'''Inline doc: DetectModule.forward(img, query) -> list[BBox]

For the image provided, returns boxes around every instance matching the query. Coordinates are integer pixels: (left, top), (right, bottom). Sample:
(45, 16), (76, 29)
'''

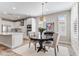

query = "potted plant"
(39, 27), (45, 38)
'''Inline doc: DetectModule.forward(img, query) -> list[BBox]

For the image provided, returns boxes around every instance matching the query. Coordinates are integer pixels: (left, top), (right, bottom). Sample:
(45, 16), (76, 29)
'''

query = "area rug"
(12, 44), (69, 56)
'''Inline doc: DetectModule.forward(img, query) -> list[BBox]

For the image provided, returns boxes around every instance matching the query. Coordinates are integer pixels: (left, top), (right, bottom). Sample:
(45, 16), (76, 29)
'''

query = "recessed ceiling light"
(12, 7), (16, 10)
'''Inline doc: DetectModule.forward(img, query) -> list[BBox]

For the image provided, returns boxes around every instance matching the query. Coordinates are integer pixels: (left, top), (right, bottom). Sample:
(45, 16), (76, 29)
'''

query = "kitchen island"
(0, 32), (23, 48)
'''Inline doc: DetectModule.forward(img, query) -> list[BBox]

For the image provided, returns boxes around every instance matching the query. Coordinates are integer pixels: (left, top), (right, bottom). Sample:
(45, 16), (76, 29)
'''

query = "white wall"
(71, 2), (79, 55)
(0, 18), (14, 33)
(37, 10), (71, 43)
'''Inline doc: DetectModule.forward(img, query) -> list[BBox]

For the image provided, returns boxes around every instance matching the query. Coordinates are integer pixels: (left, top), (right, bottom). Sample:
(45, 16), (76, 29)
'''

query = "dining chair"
(44, 33), (60, 56)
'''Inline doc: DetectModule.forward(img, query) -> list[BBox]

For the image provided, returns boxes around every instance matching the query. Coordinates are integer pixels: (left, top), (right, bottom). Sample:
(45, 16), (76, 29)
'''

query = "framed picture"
(20, 20), (24, 26)
(46, 23), (54, 31)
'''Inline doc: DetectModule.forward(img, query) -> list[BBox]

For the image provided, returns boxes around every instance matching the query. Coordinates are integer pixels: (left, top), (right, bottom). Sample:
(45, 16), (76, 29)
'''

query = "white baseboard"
(59, 41), (71, 45)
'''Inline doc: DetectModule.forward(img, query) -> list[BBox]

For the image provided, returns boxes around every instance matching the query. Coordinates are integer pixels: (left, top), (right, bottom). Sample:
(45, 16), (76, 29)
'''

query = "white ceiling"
(0, 2), (74, 20)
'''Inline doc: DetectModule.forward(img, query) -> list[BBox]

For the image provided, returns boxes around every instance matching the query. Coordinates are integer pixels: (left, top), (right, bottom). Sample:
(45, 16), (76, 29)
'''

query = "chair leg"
(54, 48), (57, 56)
(57, 45), (59, 52)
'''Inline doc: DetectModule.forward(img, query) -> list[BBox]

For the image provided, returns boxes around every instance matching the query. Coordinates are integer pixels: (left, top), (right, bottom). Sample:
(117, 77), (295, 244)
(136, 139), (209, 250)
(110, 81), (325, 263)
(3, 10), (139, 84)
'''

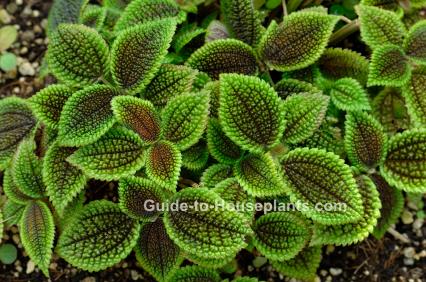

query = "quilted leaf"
(281, 148), (363, 224)
(355, 5), (406, 49)
(367, 45), (411, 87)
(164, 188), (251, 258)
(258, 12), (338, 71)
(161, 92), (210, 150)
(29, 84), (74, 129)
(111, 96), (161, 144)
(67, 128), (144, 180)
(380, 129), (426, 193)
(0, 97), (36, 170)
(135, 219), (183, 281)
(219, 74), (285, 152)
(186, 39), (257, 79)
(111, 18), (176, 93)
(253, 211), (312, 261)
(56, 200), (140, 271)
(234, 153), (288, 197)
(345, 112), (387, 171)
(330, 77), (371, 111)
(43, 142), (87, 214)
(282, 93), (330, 144)
(19, 201), (55, 277)
(47, 24), (109, 85)
(58, 85), (120, 146)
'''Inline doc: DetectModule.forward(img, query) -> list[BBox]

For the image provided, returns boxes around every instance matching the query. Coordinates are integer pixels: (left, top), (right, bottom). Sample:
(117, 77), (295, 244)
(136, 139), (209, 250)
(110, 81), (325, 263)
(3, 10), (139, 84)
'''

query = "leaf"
(146, 141), (182, 189)
(253, 212), (312, 261)
(0, 97), (36, 170)
(114, 0), (186, 32)
(161, 92), (210, 150)
(380, 129), (426, 193)
(29, 84), (74, 129)
(207, 118), (243, 165)
(220, 0), (262, 46)
(186, 39), (257, 80)
(111, 19), (176, 93)
(258, 12), (338, 71)
(111, 96), (161, 144)
(281, 148), (363, 224)
(164, 188), (251, 258)
(219, 74), (285, 152)
(271, 246), (321, 281)
(317, 48), (368, 85)
(142, 64), (196, 107)
(43, 142), (87, 213)
(67, 128), (144, 180)
(47, 24), (109, 85)
(367, 45), (411, 87)
(56, 200), (140, 271)
(345, 112), (387, 171)
(135, 219), (183, 281)
(234, 153), (288, 197)
(58, 85), (120, 147)
(282, 93), (330, 144)
(19, 201), (55, 277)
(330, 78), (371, 111)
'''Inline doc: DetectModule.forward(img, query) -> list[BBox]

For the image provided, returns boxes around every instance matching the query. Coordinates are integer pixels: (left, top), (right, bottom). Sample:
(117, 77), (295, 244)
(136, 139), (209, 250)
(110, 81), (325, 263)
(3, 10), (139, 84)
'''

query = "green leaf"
(219, 74), (285, 152)
(111, 19), (176, 93)
(29, 84), (74, 129)
(380, 129), (426, 193)
(330, 77), (371, 111)
(47, 24), (109, 85)
(58, 85), (120, 146)
(111, 96), (161, 144)
(164, 188), (251, 258)
(135, 219), (183, 281)
(142, 64), (197, 107)
(271, 246), (321, 281)
(282, 93), (330, 144)
(67, 128), (144, 180)
(234, 153), (288, 197)
(281, 148), (363, 224)
(367, 45), (411, 87)
(43, 142), (87, 213)
(220, 0), (262, 46)
(345, 112), (387, 171)
(114, 0), (186, 32)
(0, 97), (36, 170)
(161, 92), (210, 150)
(19, 201), (55, 277)
(258, 12), (339, 71)
(253, 211), (312, 261)
(56, 200), (140, 271)
(186, 39), (257, 79)
(207, 118), (243, 165)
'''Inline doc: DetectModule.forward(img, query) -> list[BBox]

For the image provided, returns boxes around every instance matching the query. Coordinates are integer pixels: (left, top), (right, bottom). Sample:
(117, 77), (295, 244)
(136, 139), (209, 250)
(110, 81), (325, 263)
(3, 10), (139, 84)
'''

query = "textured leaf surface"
(162, 92), (210, 150)
(57, 200), (140, 271)
(380, 129), (426, 193)
(111, 19), (176, 92)
(281, 148), (363, 224)
(259, 12), (338, 71)
(19, 201), (55, 276)
(186, 39), (257, 79)
(219, 74), (284, 152)
(47, 24), (109, 84)
(164, 188), (250, 258)
(58, 85), (120, 146)
(67, 128), (144, 180)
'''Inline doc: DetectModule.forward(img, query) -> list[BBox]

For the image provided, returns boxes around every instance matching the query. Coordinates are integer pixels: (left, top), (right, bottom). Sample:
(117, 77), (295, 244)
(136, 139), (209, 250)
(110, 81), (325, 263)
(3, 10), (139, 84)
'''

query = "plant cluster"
(0, 0), (426, 281)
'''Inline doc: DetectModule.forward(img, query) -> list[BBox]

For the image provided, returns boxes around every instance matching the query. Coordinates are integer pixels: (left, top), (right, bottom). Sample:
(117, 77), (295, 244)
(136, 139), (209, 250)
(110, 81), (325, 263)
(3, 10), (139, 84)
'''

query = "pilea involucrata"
(0, 0), (426, 282)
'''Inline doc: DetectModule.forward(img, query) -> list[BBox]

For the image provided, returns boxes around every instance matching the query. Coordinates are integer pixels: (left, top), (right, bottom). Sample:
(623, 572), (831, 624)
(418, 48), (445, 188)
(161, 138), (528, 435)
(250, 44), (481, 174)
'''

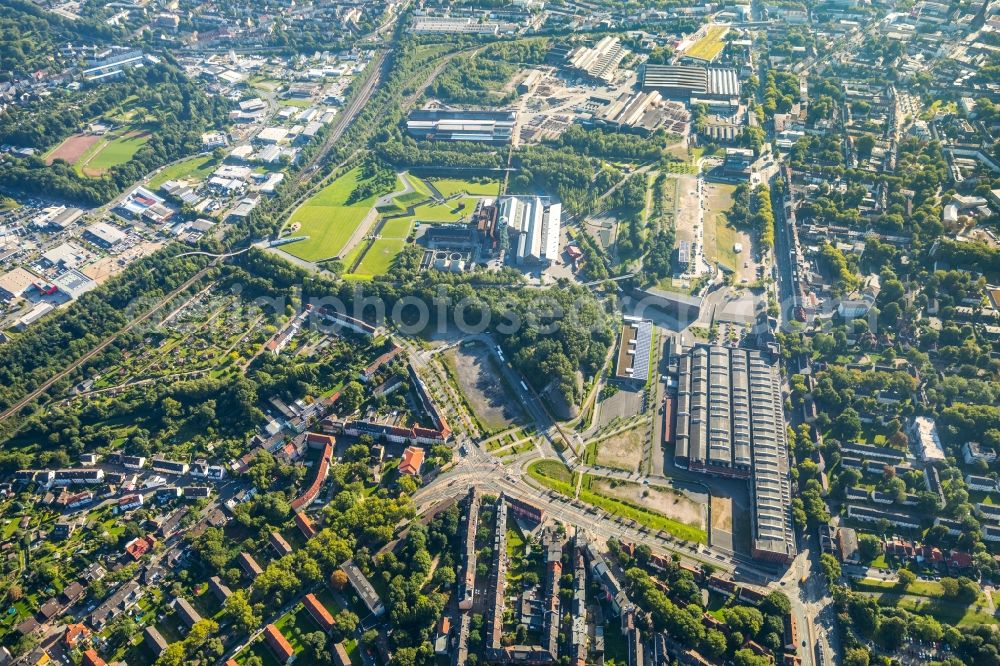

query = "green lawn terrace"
(282, 167), (378, 261)
(342, 173), (500, 280)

________________________________________

What you need to do: Which lines in the entries above contain the word "ceiling"? Copy each of those lines, and count only matches with the same uppercase and lowercase letters.

Written answer:
query = "recessed ceiling light"
query = "white ceiling"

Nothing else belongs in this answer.